Lockdown is likely to be extended for some more weeks but sad enough the Modi government has once again not shown any inventiveness in evolving a policy on how to ensure the livelihood of crores of poor and daily wage labourers. Most of the chief ministers with whom he interacted spoke of immediate task of saving the lives. But they did not speak word about the livelihood. Ironically their approach was out and out populist.

Two words “life” and “livelihood” have been dictating the recent public discourse throughout the world following coronavirus ravaging the country. In India while most of the leaders and chief ministers of states have been advocating extension of lockdown to protect the lives of the people, they are least bothered of the livelihood challenge. This pack of leaders is led by the maverick Delhi chief minister Arvind Kejriwal.

Telangana’s chief minister K Chandrashekar Rao echoes the same view; “Economic recovery can come later. In the given situation, with India’s poor health infrastructure and big workforce, we have no other weapon.” Though crores of migrant workers have returned to their villages, the government so far has not come out with the figure that how many of them were positive and susceptible of spreading the virus in India’s hinterland.

- **MATERIAL PROVIDED**:
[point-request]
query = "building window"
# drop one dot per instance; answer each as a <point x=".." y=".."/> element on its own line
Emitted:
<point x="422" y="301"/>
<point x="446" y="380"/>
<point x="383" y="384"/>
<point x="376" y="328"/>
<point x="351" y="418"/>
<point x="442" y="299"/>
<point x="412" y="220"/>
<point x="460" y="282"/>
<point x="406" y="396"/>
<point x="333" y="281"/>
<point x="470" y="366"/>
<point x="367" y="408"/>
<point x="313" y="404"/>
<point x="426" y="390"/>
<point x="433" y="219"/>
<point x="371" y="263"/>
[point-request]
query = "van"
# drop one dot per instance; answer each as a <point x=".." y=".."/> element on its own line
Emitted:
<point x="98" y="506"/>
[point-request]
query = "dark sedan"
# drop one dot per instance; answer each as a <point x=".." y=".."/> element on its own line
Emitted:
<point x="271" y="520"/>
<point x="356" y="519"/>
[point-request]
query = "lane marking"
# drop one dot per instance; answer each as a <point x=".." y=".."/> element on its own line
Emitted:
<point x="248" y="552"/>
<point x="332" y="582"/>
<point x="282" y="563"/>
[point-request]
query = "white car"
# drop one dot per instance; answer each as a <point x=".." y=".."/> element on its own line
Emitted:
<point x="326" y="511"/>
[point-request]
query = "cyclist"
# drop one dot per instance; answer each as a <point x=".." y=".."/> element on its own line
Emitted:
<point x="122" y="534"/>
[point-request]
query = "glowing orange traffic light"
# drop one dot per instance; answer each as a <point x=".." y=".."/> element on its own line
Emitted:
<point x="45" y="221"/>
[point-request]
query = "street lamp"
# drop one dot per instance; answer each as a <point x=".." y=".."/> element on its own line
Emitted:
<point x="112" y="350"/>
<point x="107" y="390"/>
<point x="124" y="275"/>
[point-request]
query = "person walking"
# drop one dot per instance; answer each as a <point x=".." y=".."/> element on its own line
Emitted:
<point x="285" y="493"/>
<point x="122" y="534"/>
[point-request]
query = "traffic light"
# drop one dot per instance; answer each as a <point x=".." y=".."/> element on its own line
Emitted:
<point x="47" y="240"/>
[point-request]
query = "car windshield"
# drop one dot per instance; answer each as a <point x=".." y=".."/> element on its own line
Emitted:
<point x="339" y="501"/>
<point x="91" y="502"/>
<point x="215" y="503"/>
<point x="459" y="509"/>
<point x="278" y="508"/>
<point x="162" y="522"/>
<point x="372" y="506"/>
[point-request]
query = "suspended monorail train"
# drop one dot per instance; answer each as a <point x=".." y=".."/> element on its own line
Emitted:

==

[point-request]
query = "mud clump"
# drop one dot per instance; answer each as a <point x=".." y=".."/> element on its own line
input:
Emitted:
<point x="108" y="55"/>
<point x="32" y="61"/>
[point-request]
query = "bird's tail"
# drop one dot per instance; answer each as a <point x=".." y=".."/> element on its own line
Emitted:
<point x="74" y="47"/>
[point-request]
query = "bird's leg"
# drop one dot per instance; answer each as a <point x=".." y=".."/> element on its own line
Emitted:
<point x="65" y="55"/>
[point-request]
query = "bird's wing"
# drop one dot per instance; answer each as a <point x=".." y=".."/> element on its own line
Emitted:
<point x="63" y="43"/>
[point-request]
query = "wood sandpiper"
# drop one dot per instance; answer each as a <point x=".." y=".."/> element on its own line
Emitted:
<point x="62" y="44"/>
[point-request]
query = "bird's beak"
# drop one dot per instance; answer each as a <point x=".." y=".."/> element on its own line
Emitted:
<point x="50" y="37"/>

- **AIM OF THE EXERCISE**: In the lockdown commentary, who is said to lead the pack of leaders pressing for an extension of the lockdown?

- **YOUR RESPONSE**: The Delhi chief minister, Arvind Kejriwal.